▸ Required task: Rewrite each of the items below, changing "Place a pin on" to "Mark" and keeping everything else the same. Leave out the pictures.
═════ Entries
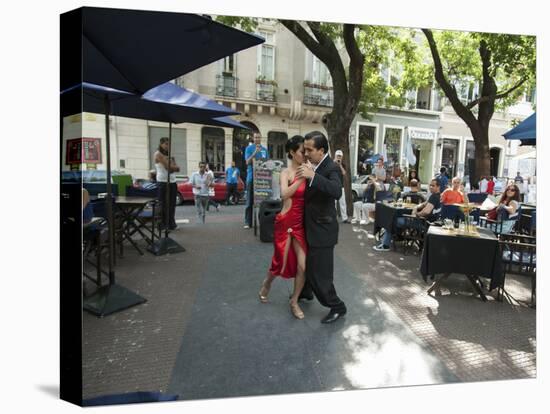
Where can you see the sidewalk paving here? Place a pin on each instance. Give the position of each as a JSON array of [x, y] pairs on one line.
[[204, 334]]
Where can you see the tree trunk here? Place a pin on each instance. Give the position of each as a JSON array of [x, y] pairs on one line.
[[337, 127], [483, 155]]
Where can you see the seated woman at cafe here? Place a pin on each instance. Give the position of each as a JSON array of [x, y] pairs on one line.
══════════
▸ Answer for the task:
Where can you see the sidewalk paving here? Mark each instance. Give the position of each as a JSON array of [x, y] pairs on one line.
[[204, 334]]
Where can you see the tree trunk here? Mark each instance. Give the position of each as a JSON array of [x, y] pairs on one line.
[[337, 127], [483, 155]]
Where can you see the seated woman at cafe here? Mark each instance. Give the position of each as a JSON array of [x, y] pairs on one line.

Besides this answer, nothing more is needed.